#### GIVEN REQUEST A
From the Golf modding thread, quote the text between "Catch my drift...." and "(Aug 13, 2003)", inclusive.
#### GIVEN REQUEST B
In the Golf modding thread, why does ps2375 recommend buying a GTI/GLI rather than modifying the existing car? Answer in one to three sentences.

# How to mod my golf?????



## danielfreekingee (Nov 24, 2010)

i have a stock 01 golf 4 door, and want to supe it up but i dont know how. Im not a car guy that know all kind of mechanical ****, and i need advice, can someone help me out?


----------



## Jacob Matthew (Sep 27, 2009)

this is a kind of huge question to be honest. i would find some friends who are interested in 'suping' up their cars and have them help you, as we can only advise you so far.


----------



## danielfreekingee (Nov 24, 2010)

i want to have a 6 speed car w/ turbo. catch my drift?


----------



## 2litrebully (Nov 20, 2006)

Look in the MK4 forum. Purchase a 6 speed transmission from a MK4 and a 1.8T as well as its wiring harness.

-Karl


----------



## F1.8TMK4 (Jan 3, 2010)

Catch my drift.... ahaha u made your first mistake when u bought a vw. U buy a Honda when u wanna supe it up lol 


Sent from my iPhone using Tapatalk


----------



## ps2375 (Aug 13, 2003)

danielfreekingee said:


> i want to have a 6 speed car w/ turbo. catch my drift?


You might look into buying a GTI/GLI, as they came from the factory "suped up" w/ a 6 speed and a turbo. And that would def be easier and poss cheaper than to "supe" yours up with those mods.


----------



## danielfreekingee (Nov 24, 2010)

zeeeeuuum no need to mock me you guys. Im trying to get help here.

#### RECORD LIST
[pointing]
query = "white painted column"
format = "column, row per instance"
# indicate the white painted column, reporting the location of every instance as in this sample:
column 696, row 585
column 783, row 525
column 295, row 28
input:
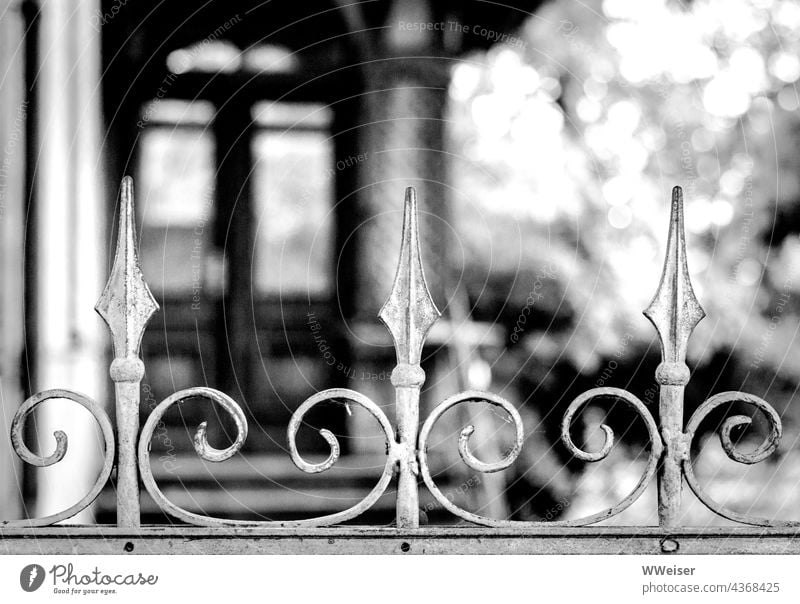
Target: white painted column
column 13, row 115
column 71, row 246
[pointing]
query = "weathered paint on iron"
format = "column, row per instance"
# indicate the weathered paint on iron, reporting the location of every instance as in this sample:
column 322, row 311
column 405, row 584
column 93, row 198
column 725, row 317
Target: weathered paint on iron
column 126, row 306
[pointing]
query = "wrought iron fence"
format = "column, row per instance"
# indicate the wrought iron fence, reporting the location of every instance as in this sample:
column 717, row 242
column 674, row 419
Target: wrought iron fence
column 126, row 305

#### FINAL RESULT A
Catch my drift.... ahaha u made your first mistake when u bought a vw. U buy a Honda when u wanna supe it up lol 


Sent from my iPhone using Tapatalk


----------



## ps2375 (Aug 13, 2003)

#### FINAL RESULT B
A GTI/GLI came from the factory with a 6 speed and a turbo, the two things the original poster wants. Buying one would definitely be easier, and possibly cheaper, than adding those mods to the stock Golf.